Text block —

Hello phaeton. Have you tried setting the "safe mode" boot option?


(Click me)


----------



## phaeton (Oct 2, 2015)

Hi UnixRocks.  Unfortunately I don't even make it to that menu.


----------



## UnixRocks (Oct 2, 2015)

Ah, okay. I didn't catch that you were never getting to the menu. Yeah, that is a tough one. I have no more ideas for you at this point. Maybe it is just time to retire that old hardware if you want to run FreeBSD 10+. I know, I know, I am a pack-rat too and love running old hardware with *n?x systems installed. Unfortunately everything eventually gets left behind with the newer operating systems / distributions. I finally had to retire an old 386 PC about 3 years ago that got left behind even though it still worked okay. 

In any case, if I come up with anything else you can try I will follow up.


----------



## asteriskRoss (Oct 2, 2015)

Hi phaeton, welcome to the forums.  I run a couple of similarly aged but adequate FreeBSD machines at home, one of them even creaking along with ZFS, so you won't hear any jeering from me.  I imagine you are already running the most recently released BIOS for your motherboard but if not it would be worth updating and trying to boot from the CD again.  For my old machines I was surprised that there had been a BIOS update long after most of the machines would have been retired that added support for USB booting so you never know.

Failing that, since neither a USB memory stick nor PXE boot are options for you, you could try plugging your hard disk into a different i386 or amd64 machine and installing FreeBSD onto the disk using that machine.  Don't spend time configuring it; just set a root password.  Then put the hard disk back into your original machine and try booting from the hard disk.  If it works you can log in as root and run bsdconfig(8) to complete the same configuration you were offered during the installation.


----------



## phaeton (Oct 3, 2015)

asteriskRoss said:


> Hi phaeton, welcome to the forums.  I run a couple of similarly aged but adequate FreeBSD machines at home, one of them even creaking along with ZFS, so you won't hear any jeering from me.  I imagine you are already running the most recently released BIOS for your motherboard but if not it would be worth updating and trying to boot from the CD again.  For my old machines I was surprised that there had been a BIOS update long after most of the machines would have been retired that added support for USB booting so you never know.

Supplied records —
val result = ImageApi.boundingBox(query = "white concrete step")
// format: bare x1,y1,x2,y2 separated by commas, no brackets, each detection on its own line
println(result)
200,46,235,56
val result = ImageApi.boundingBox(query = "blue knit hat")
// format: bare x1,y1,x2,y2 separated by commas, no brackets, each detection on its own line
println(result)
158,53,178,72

==

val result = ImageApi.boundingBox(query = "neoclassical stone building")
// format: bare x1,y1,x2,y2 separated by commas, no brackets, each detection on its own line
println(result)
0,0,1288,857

Problem 1 —
Count the lines in the entries that contain the string "query". Reply with the number alone.
Problem 2 —
Extend the forum thread about booting FreeBSD on old hardware, starting right after its final line.
The forum thread and the two blocks of entries were taken from unrelated sources.

Response 1 —
3

Response 2 —
I'm not sure if it's the latest or not.  I updated the BIOS in 2000 or 2001, but there may be another update for it.  Wouldn't you know that I just went through a bunch of old parts and manuals and I think I threw out the manual for this motherboard.  It isn't marked anywhere so I'll have to look and see if there's a way to nail down exactly which model it is.  The BIOS itself is a generic Award from the era and doesn't tell me much.  If not, it may be that it'll never be a FreeBSD machine again.  At least there are alternatives.



asteriskRoss said:


> Failing that, since neither a USB memory stick nor PXE boot are options for you, you could try plugging your hard disk into a different i386 or amd64 machine and installing FreeBSD onto the disk using that machine.  Don't spend time configuring it; just set a root password.  Then put the hard disk back into your original machine and try booting from the hard disk.  If it works you can log in as root and run bsdconfig(8) to complete the same configuration you were offered during the installation.



I thought of trying that, though I think it's more of a BIOS issue than a drive issue.  The irony is that this machine was destined to be a PXE server for install images for _other_ machines, mainly because I have a fleet of old iron with dying or dead optical drives.


----------



## asteriskRoss (Oct 3, 2015)

phaeton said:


> I thought of trying that [plugging your hard disk into a different i386 or amd64 machine and installing FreeBSD onto the disk using that machine], though I think it's more of a BIOS issue than a drive issue.


It was to overcome the CD loader/BIOS issue that I suggested it, not because I think your CD drive is broken (you said your optical drive worked fine with GNU/Linux CDs and others).  The CD bootloader is different code from the normal MBR bootloader, so if you can get around needing to boot from CD on that machine to install FreeBSD then the normal MBR bootloader may well work fine with your BIOS.  Using another machine (with a different BIOS) to install to your hard disk and then moving the disk back into the problematic machine would be a way to try that.  I hope that makes sense.


----------



## phaeton (Oct 3, 2015)

asteriskRoss said:
			
		

> The CD bootloader is different code from the normal MBR bootloader, so if you can get around needing to boot from CD on that machine



Ah... That part (different bootloaders) didn't occur to me, thanks.  Sorry I misinterpreted your reply previously.  Meanwhile, I might have some time tomorrow to give that a shot.


----------



## wblock@ (Oct 3, 2015)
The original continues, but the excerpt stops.